→ **TEXT TO READ**:
○ ○ ○ ○

Takes on a Train 5 – Snowpiercer

Looking back out the dome to the rear of the train

Just capturing something notable from the Caporel stop mentioned last time. They opened the whole train for this one, because the siding at the station was long enough. So the people from the more Lux cars stepped out too. Not enough to mingle, but enough to see that they were there.

Kind of a reverse Snowpiercer (2013) thing happening: the nicer cars are further from the engine, due to Noise and the like, and fewer disturbances with people walking through.

Given the cost for those lux fares, this is effectively separation by class as well.


In 2025, it might be impossible to make a post about train travel without referencing Snowpiercer, Bong Joon Ho’s creative filmic adaptation of the french graphic novel Le Transperceneige, in much the same way that earlier posts would have talked about Murder on the Orient Express or some other cultural referent. (Did we ever get “Speed but on a train” as the high concept for a film in the mid 90s? I know that series stopped with the boat).

Point being, there might be something endemic about trains, especially the passenger variety, and how they’ve been serving customers for travel for the past two-hundred and twenty some-odd years.

○ ○ ○ ○

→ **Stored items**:
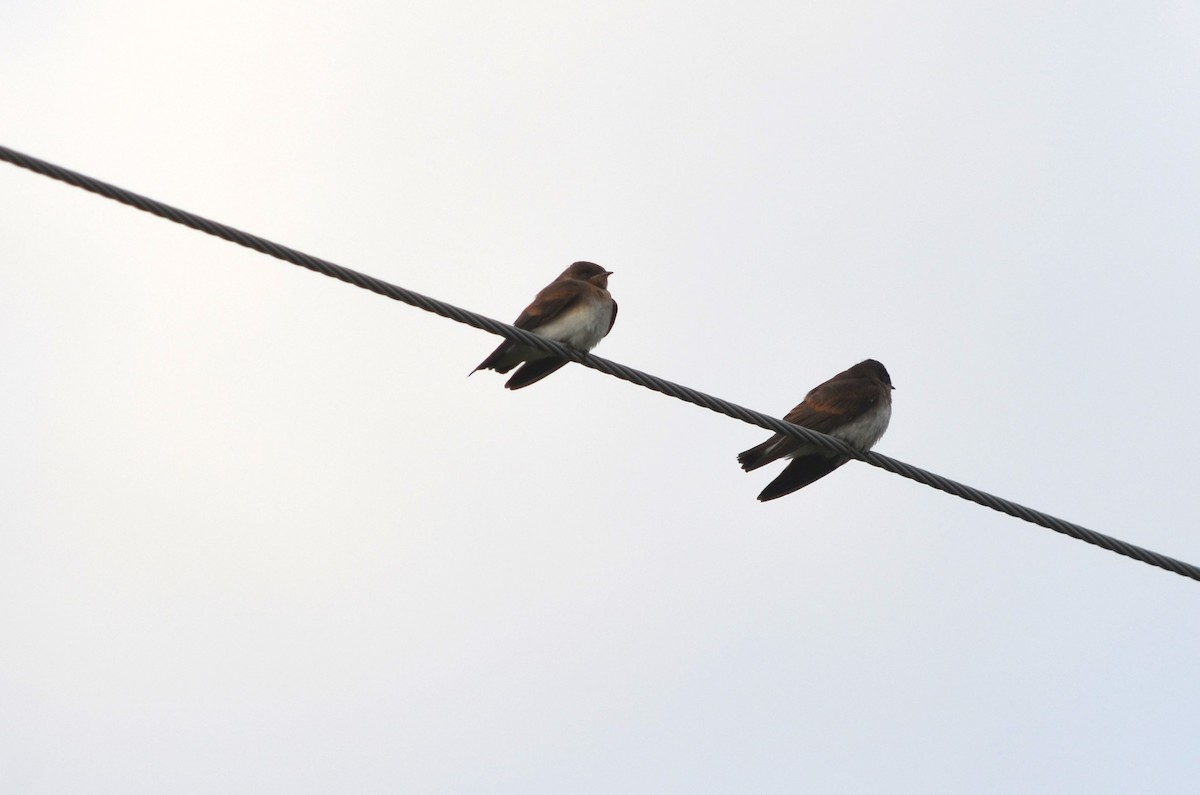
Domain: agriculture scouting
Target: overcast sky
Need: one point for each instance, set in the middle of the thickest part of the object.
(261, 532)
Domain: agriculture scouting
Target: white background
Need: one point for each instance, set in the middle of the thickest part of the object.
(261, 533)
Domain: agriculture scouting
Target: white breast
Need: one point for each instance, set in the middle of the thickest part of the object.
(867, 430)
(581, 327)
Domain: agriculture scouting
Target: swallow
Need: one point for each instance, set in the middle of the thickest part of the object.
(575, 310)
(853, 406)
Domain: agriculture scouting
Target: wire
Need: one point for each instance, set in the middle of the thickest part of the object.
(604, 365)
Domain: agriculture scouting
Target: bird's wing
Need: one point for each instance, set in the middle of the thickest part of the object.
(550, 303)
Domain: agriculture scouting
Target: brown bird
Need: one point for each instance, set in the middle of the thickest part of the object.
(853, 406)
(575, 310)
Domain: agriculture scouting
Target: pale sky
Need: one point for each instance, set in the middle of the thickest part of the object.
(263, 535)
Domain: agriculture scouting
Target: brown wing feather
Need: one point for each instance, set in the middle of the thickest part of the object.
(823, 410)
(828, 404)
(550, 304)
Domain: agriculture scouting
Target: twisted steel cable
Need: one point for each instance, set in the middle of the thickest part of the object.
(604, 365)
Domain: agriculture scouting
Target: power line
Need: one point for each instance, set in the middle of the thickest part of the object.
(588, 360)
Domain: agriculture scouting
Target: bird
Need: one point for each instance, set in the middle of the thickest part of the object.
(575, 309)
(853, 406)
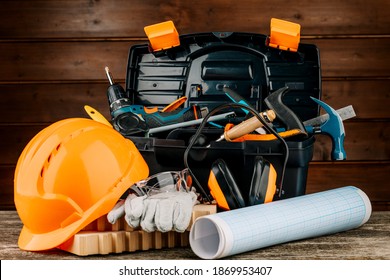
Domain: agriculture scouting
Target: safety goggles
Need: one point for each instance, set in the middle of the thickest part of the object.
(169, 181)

○ ○ ○ ○

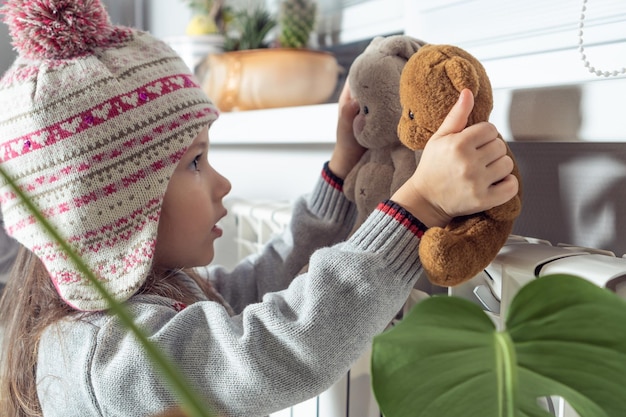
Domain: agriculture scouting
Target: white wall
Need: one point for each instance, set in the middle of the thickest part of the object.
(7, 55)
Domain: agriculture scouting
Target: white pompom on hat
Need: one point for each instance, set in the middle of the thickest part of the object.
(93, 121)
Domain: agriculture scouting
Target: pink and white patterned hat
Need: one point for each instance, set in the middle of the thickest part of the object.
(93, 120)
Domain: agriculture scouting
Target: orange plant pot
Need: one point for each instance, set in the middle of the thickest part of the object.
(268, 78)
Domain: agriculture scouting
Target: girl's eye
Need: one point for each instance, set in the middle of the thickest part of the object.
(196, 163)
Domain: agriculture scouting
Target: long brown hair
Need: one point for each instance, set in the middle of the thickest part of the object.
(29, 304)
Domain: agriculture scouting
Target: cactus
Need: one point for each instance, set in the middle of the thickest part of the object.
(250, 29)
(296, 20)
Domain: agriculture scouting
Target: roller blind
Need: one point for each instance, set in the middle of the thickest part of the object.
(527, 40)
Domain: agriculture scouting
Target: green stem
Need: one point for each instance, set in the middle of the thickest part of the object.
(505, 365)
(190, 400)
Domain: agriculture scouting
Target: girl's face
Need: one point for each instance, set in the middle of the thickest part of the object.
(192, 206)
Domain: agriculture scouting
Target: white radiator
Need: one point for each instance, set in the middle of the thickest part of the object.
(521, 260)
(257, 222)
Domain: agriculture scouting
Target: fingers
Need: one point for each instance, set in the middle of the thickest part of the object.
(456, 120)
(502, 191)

○ ○ ○ ○

→ **TASKS FOR THIS EXERCISE**:
a – Do these statements agree with the train travel post? Answer yes or no for each, quoting the words of the post that decide it. (i) The whole train was opened at the Caporel stop. (ii) The nicer cars are placed closer to the engine. (iii) Snowpiercer adapts a German graphic novel.
b – Please repeat the part of the train travel post that opens with the words containing "Looking back out" and closes with "they were there.".
c – Go on with the train travel post from the point where it stops.

→ **ANSWERS TO THE TASKS**:
a –
(i) Yes: "They opened the whole train for this one, because the siding at the station was long enough."
(ii) No: "the nicer cars are further from the engine, due to Noise and the like"
(iii) No: "Bong Joon Ho’s creative filmic adaptation of the french graphic novel Le Transperceneige"

b –
Looking back out the dome to the rear of the train

Just capturing something notable from the Caporel stop mentioned last time. They opened the whole train for this one, because the siding at the station was long enough. So the people from the more Lux cars stepped out too. Not enough to mingle, but enough to see that they were there.

c –
(Is that all? It seems like such a dominant form of travel for the modern era, since eclipsed by passenger flight in the second half of the twentieth century. The speed at which the railways grew must have been mind boggling to those who witnessed it.)

Those early passenger trains, built in Britain and serving the particular nature of that class system of the Victorian era, echoes through time to how they’re experienced now (still), and how we feel ourselves experiencing the rails, mediated through the images and movies we’ve seen before we even step foot on the stairs into the car.

The built environment is not just the buildings around us, but the ways we move as well.

Mickey 17 (Bong Joon-Ho, 2025)

There will be some spoilers in this review and commentary about the recent film.


Do you ever go to a theatre and see a movie with incredible potential but it doesn’t quite reach it, it doesn’t take that next step to get where it needs to be to reach that level of greatness?

Mickey 17 (2025) movie poster

That was my experience with Mickey 17 (2025), a movie I enjoyed, with a great concept and cast, and had so many things go for it, but it felt like it was holding back, and this made it a “smaller” film than it could have been, if it really wanted to take some of the ideas that it was exploring up to the next level.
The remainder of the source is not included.